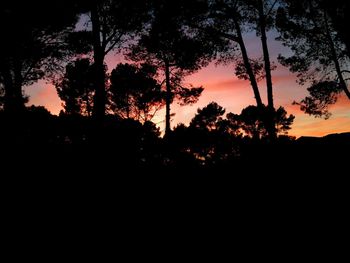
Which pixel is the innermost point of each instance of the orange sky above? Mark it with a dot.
(224, 88)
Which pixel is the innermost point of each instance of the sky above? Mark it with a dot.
(221, 85)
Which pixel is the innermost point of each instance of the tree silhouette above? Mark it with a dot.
(135, 92)
(76, 88)
(34, 45)
(113, 24)
(174, 51)
(319, 57)
(252, 121)
(228, 20)
(208, 117)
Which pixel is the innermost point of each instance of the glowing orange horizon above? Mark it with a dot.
(233, 94)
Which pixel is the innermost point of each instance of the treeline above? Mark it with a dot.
(67, 42)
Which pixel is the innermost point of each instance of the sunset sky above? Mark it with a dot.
(233, 94)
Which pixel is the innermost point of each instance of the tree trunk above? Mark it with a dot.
(271, 126)
(248, 66)
(14, 101)
(99, 77)
(335, 58)
(168, 99)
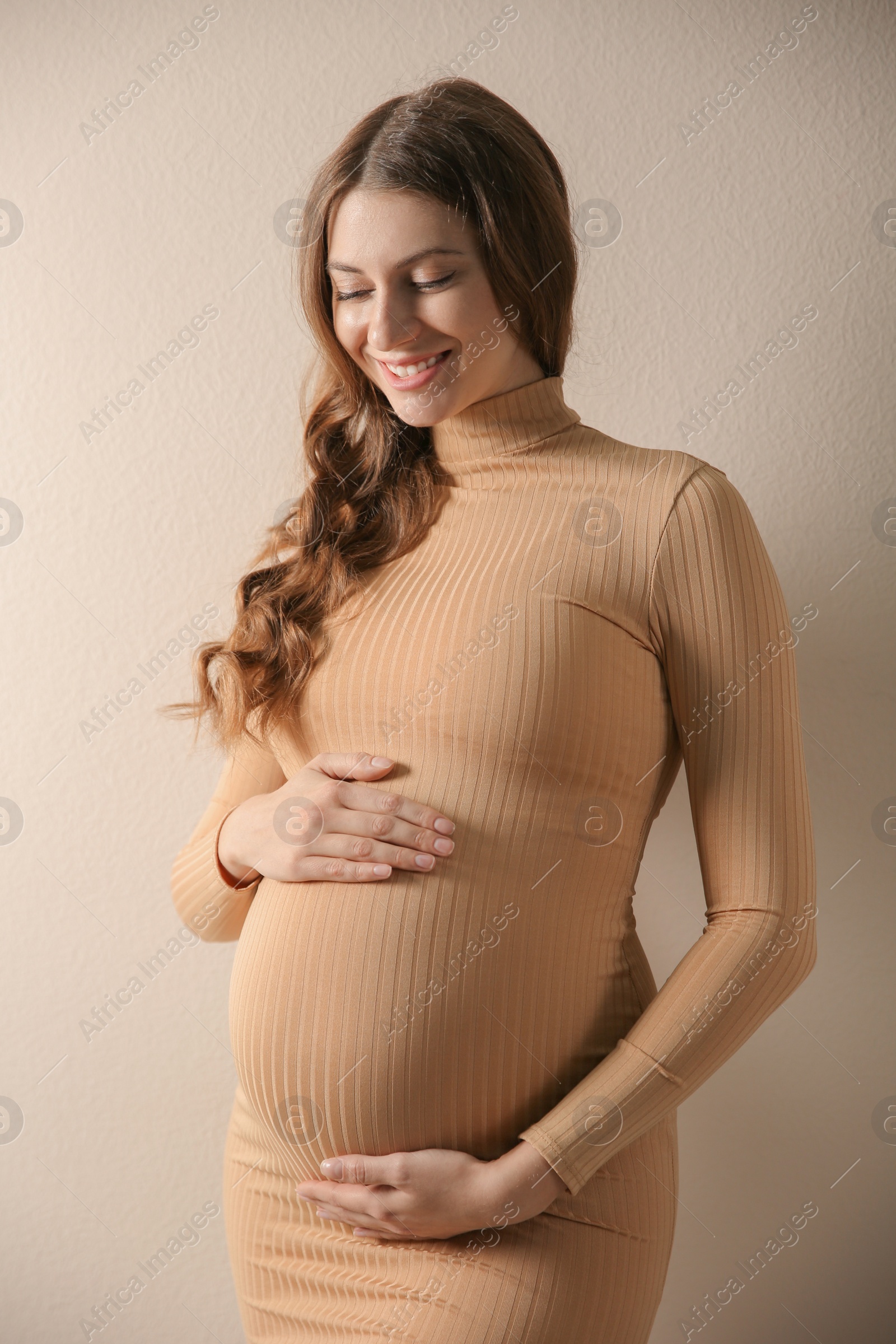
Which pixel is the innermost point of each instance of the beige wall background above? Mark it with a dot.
(110, 244)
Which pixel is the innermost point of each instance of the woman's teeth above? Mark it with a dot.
(409, 370)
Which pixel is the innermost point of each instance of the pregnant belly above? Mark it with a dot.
(355, 1010)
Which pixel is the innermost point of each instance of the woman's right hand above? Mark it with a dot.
(325, 825)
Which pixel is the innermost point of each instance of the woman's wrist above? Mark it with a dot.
(526, 1179)
(233, 867)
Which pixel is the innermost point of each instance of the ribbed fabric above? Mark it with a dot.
(582, 616)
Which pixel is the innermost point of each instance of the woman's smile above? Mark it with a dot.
(410, 373)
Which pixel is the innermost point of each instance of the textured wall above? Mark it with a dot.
(122, 531)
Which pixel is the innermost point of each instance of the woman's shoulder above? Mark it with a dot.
(622, 465)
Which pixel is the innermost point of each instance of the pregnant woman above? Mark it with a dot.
(461, 682)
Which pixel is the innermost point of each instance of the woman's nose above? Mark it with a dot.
(390, 326)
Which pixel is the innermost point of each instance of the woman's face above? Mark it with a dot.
(414, 308)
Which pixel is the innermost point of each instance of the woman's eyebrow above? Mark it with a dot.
(406, 261)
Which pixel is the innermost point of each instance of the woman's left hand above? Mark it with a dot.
(433, 1194)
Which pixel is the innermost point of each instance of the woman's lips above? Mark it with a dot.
(414, 381)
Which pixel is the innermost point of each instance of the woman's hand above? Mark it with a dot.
(433, 1194)
(323, 827)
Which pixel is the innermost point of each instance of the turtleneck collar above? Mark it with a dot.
(504, 424)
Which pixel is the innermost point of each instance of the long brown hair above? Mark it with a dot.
(374, 482)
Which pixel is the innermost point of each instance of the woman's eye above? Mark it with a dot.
(433, 284)
(417, 284)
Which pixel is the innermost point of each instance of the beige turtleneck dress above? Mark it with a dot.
(582, 616)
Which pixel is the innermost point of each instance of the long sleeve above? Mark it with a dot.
(722, 633)
(204, 898)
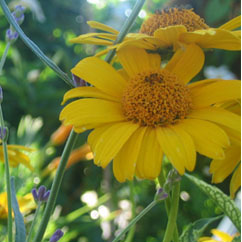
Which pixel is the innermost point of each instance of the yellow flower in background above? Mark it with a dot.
(223, 237)
(26, 204)
(16, 156)
(231, 163)
(169, 28)
(145, 111)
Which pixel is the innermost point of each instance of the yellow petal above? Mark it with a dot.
(107, 141)
(125, 162)
(172, 143)
(212, 38)
(223, 168)
(170, 35)
(221, 91)
(101, 75)
(217, 115)
(150, 156)
(100, 26)
(186, 63)
(86, 111)
(87, 92)
(235, 182)
(222, 235)
(135, 60)
(209, 139)
(232, 24)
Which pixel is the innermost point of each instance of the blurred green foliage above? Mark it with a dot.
(32, 97)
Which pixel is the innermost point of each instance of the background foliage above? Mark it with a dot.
(32, 97)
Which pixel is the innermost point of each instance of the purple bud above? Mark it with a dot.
(56, 236)
(35, 194)
(11, 35)
(78, 82)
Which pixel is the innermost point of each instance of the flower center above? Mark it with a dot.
(156, 98)
(171, 17)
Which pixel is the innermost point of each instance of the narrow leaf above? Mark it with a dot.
(18, 218)
(194, 231)
(225, 203)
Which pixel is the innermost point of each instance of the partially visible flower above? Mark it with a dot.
(26, 204)
(143, 114)
(56, 236)
(40, 195)
(17, 156)
(222, 237)
(169, 28)
(82, 153)
(61, 134)
(231, 163)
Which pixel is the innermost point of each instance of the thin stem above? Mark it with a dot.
(126, 27)
(56, 186)
(3, 59)
(33, 46)
(135, 220)
(173, 213)
(132, 230)
(34, 222)
(7, 175)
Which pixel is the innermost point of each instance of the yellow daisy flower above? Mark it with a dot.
(26, 204)
(146, 111)
(223, 237)
(169, 28)
(231, 163)
(16, 155)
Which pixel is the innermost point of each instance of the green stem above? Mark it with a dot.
(135, 220)
(132, 230)
(34, 222)
(3, 59)
(126, 27)
(33, 46)
(7, 174)
(56, 186)
(173, 213)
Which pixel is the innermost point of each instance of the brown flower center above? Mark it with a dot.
(156, 98)
(171, 17)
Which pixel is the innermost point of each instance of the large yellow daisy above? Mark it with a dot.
(169, 28)
(231, 163)
(145, 111)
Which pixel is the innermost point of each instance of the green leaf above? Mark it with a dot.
(225, 203)
(194, 231)
(237, 239)
(18, 218)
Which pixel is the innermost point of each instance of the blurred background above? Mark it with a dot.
(92, 205)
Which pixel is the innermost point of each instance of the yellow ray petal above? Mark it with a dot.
(221, 91)
(232, 24)
(186, 63)
(172, 143)
(100, 74)
(135, 60)
(107, 141)
(150, 156)
(223, 168)
(170, 35)
(217, 115)
(222, 235)
(125, 162)
(209, 139)
(85, 111)
(235, 182)
(212, 38)
(87, 92)
(97, 25)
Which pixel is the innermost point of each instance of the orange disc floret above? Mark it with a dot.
(171, 17)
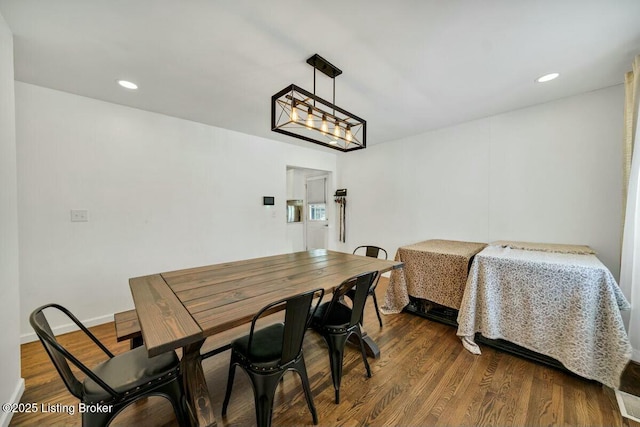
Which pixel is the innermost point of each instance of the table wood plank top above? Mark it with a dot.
(189, 304)
(181, 308)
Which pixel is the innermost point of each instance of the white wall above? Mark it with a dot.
(548, 173)
(162, 194)
(12, 385)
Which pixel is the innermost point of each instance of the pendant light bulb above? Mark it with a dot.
(309, 118)
(325, 126)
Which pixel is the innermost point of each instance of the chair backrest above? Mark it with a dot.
(362, 282)
(61, 356)
(297, 318)
(371, 251)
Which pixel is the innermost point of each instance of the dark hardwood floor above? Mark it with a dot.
(423, 377)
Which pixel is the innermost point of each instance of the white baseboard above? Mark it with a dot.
(69, 327)
(5, 417)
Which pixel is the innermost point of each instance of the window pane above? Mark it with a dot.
(318, 212)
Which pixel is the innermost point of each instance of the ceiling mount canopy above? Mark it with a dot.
(301, 114)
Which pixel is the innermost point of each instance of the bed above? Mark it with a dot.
(556, 300)
(434, 274)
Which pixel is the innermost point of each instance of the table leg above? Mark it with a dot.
(198, 399)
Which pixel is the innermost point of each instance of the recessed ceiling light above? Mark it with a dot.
(128, 85)
(547, 77)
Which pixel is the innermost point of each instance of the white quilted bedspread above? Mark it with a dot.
(563, 305)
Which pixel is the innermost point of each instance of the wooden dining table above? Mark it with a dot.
(180, 309)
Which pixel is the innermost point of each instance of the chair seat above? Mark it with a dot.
(339, 316)
(266, 346)
(129, 370)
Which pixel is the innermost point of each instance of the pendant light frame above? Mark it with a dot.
(351, 130)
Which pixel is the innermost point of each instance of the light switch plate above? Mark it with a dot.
(79, 215)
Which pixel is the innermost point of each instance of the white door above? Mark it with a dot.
(316, 213)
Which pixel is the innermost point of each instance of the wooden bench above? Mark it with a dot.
(128, 328)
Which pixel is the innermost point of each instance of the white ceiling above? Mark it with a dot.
(409, 66)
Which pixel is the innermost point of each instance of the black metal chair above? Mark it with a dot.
(117, 382)
(373, 252)
(266, 354)
(336, 322)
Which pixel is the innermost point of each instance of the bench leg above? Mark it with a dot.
(135, 342)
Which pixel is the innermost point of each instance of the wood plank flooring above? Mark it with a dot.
(423, 377)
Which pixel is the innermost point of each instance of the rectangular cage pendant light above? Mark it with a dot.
(301, 114)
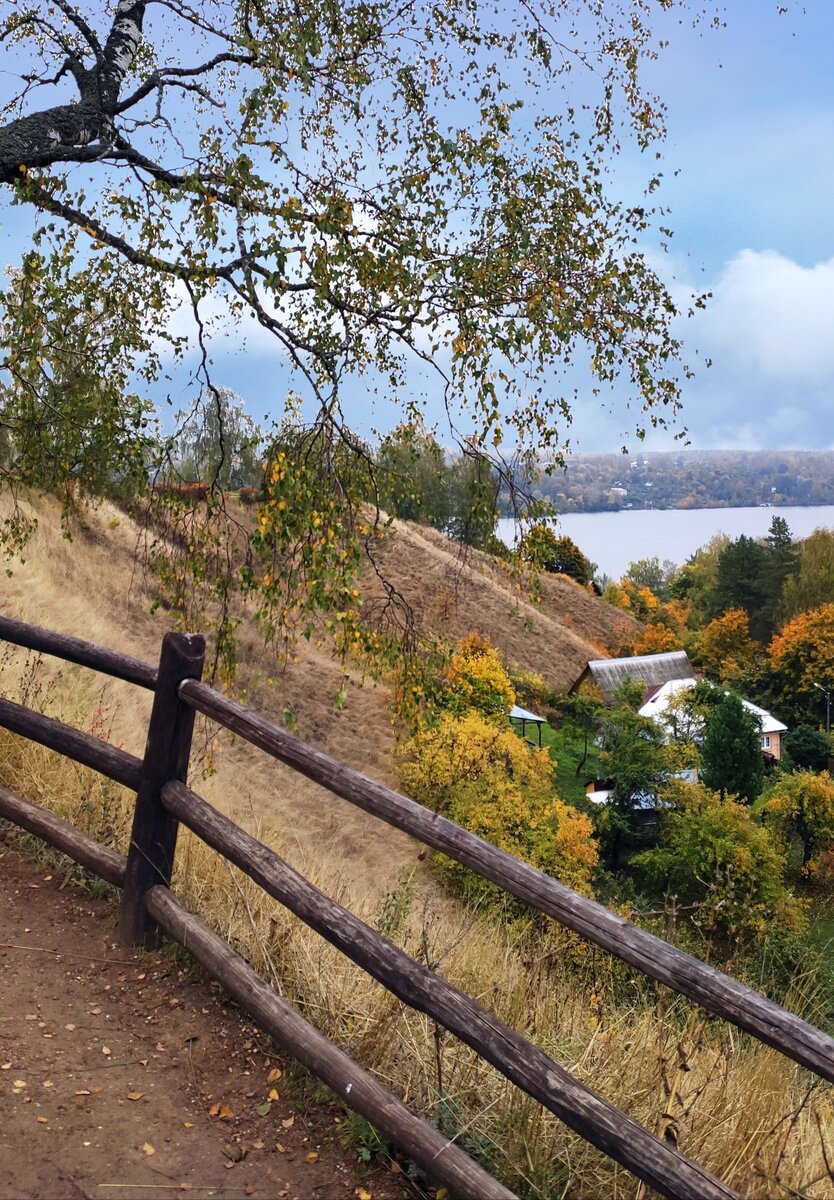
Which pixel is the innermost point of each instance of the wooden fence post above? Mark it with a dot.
(150, 858)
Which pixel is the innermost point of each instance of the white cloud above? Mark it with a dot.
(772, 316)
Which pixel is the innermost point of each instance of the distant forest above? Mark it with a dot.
(689, 479)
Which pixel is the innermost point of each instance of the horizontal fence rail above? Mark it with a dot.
(103, 862)
(599, 1122)
(73, 649)
(163, 802)
(715, 991)
(90, 751)
(441, 1158)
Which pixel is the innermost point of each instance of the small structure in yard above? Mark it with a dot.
(526, 718)
(651, 670)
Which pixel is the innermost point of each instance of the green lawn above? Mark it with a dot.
(565, 748)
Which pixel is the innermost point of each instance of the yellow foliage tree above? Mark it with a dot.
(493, 783)
(477, 678)
(725, 649)
(803, 653)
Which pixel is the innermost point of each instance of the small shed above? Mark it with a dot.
(526, 718)
(651, 670)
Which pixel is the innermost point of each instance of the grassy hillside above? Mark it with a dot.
(91, 587)
(741, 1109)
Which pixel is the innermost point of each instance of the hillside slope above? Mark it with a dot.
(91, 587)
(454, 593)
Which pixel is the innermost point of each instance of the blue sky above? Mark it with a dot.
(751, 139)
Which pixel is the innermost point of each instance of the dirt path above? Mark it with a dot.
(126, 1077)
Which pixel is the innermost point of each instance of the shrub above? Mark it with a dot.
(491, 781)
(713, 851)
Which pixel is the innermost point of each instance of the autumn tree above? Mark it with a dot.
(803, 804)
(725, 648)
(467, 762)
(731, 754)
(805, 748)
(712, 851)
(803, 655)
(811, 585)
(371, 186)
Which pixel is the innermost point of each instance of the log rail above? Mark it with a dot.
(148, 909)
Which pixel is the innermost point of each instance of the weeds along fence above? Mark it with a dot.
(149, 909)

+ + + + + + +

EXERCISE REQUIREMENTS:
Emit verbatim the lines running from the one with "shrub above? Mark it with a dot." through the last line of the data, both endpoints inclusive.

EXERCISE ANSWER:
Which pixel is the innermost point of each instance of the shrub above? Mark it with a dot.
(491, 781)
(713, 851)
Which pixel is the innermost point of each instance of the autumn tree above? Mark it with a dot.
(803, 804)
(725, 648)
(467, 762)
(731, 754)
(805, 748)
(712, 851)
(803, 655)
(811, 585)
(371, 186)
Which pixel is the innermost point of each instance of the log rail above? Mark it with a dot.
(148, 909)
Which pixel is the innermost point of each instance of the weeds along fence above? Mark it with a dot.
(149, 909)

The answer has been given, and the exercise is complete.